> **Action item**
Check every line of the entries that follow, and copy the ones containing "concrete".

** Opening Extracted information block **

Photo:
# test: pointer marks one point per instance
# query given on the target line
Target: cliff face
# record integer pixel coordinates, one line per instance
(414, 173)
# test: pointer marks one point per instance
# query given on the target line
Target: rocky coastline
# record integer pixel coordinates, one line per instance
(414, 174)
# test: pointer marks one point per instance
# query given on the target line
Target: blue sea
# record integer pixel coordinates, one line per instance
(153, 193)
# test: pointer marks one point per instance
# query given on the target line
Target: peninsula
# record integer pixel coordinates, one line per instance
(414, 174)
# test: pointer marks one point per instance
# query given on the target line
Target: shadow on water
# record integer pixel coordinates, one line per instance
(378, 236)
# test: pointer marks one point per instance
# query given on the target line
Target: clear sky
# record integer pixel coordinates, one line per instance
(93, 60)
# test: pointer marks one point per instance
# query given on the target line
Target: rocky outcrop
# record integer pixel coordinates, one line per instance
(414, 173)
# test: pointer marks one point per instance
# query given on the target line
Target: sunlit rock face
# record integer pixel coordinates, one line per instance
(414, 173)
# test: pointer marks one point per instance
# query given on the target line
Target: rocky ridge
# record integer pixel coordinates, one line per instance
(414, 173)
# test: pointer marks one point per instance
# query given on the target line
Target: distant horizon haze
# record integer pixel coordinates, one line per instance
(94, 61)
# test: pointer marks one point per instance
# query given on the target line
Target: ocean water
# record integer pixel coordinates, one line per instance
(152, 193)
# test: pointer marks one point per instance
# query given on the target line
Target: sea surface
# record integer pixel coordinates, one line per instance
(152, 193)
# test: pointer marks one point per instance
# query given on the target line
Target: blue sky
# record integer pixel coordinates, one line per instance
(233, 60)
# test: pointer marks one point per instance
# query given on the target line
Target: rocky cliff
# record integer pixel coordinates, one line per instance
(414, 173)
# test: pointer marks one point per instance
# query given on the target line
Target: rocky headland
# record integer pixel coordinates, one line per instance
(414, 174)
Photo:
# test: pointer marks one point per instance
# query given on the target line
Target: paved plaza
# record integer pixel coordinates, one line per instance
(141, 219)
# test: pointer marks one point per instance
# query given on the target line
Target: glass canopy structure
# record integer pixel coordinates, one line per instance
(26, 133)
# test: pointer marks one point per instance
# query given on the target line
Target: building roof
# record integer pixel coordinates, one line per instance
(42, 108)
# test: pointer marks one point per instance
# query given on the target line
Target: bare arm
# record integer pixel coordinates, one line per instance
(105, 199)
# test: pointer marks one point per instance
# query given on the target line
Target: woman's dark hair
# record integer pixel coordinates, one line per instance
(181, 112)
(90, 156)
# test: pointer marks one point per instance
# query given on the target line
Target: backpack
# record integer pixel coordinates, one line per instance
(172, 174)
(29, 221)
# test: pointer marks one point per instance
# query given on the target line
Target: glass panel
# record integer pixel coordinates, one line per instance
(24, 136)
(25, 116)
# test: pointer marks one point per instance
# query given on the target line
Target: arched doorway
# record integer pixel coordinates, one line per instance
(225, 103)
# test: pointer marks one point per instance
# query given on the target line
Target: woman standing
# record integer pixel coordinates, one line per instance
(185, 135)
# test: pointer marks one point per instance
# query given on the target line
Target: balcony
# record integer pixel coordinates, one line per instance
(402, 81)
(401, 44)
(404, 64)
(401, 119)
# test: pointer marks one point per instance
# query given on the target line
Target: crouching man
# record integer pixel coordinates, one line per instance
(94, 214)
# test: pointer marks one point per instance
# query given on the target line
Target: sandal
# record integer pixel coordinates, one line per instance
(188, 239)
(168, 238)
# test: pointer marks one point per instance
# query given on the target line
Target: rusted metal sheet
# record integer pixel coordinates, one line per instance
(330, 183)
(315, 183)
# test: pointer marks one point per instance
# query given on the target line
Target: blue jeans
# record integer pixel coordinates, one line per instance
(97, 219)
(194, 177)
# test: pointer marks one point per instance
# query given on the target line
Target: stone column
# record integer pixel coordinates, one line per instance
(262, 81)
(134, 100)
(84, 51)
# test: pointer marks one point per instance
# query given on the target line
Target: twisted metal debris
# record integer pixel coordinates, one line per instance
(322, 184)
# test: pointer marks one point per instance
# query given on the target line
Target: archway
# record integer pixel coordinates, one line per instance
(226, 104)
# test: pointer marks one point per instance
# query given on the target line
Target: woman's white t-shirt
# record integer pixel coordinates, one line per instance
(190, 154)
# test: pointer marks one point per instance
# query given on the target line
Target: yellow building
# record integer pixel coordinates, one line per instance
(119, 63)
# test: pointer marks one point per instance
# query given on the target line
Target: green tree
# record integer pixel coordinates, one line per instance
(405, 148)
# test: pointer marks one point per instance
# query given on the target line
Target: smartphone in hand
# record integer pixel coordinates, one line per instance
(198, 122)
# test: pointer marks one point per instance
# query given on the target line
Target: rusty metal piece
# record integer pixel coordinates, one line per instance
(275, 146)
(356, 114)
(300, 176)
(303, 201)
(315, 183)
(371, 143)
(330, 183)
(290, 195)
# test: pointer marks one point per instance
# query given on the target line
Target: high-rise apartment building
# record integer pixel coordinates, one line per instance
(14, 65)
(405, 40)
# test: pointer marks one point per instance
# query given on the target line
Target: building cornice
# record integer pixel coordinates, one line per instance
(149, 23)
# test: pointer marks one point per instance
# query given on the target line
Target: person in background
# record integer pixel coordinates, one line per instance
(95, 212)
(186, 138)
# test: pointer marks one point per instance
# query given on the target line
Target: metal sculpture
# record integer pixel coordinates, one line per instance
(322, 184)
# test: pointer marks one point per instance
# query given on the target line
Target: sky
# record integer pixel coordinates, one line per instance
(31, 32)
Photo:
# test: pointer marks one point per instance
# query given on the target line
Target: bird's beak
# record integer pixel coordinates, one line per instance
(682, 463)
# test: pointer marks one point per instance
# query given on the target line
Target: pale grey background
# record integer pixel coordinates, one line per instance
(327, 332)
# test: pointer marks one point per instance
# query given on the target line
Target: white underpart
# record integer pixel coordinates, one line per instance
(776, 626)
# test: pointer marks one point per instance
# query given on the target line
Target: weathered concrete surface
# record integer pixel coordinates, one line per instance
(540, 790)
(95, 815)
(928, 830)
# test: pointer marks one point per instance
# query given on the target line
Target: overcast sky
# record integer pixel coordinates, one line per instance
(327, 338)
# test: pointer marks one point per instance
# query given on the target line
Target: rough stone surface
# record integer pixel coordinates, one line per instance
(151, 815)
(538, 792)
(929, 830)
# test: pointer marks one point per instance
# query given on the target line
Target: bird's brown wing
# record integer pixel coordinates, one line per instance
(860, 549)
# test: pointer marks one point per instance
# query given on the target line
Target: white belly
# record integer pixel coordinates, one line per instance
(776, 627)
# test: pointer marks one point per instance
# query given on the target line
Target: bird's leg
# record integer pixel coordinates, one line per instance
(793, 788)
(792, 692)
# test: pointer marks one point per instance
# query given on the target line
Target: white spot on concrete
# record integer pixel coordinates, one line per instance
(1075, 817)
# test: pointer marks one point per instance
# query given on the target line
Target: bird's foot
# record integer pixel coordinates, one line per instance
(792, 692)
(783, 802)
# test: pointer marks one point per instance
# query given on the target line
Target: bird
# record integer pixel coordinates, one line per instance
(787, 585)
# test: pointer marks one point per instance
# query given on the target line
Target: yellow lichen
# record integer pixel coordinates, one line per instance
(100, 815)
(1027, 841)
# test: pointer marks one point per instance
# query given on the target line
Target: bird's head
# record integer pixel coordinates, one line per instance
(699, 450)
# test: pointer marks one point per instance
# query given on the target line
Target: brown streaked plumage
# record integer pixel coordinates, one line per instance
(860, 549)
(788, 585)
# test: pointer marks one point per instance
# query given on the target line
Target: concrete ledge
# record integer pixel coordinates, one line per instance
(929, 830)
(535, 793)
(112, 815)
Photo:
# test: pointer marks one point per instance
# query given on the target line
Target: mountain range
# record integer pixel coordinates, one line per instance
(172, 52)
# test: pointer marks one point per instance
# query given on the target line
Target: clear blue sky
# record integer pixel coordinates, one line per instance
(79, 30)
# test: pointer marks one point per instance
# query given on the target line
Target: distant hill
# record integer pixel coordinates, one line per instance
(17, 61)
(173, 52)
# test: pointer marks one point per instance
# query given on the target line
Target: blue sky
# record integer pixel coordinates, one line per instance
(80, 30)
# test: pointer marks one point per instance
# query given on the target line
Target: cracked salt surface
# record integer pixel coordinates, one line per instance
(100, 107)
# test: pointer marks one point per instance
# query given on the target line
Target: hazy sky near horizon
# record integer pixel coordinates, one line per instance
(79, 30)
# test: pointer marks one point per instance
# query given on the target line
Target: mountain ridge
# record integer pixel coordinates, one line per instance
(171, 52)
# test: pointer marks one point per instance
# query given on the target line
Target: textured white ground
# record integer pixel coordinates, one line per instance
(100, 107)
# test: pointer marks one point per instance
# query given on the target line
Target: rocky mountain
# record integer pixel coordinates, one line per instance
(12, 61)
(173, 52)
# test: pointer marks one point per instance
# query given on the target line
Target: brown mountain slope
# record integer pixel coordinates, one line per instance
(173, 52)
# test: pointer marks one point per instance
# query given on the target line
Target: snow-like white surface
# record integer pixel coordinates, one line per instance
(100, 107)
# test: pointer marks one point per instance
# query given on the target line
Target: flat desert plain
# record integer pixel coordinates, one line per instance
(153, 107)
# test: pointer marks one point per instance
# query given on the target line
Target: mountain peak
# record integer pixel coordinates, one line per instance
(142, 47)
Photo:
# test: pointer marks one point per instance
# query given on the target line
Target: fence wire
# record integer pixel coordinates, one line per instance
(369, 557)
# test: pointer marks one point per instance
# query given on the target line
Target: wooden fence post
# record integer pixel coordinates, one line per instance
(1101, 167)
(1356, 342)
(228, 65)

** Closing Extracted information block **

> **Worked solution**
Target: weathered concrete surface
Target: white spot on concrete
Target: concrete ledge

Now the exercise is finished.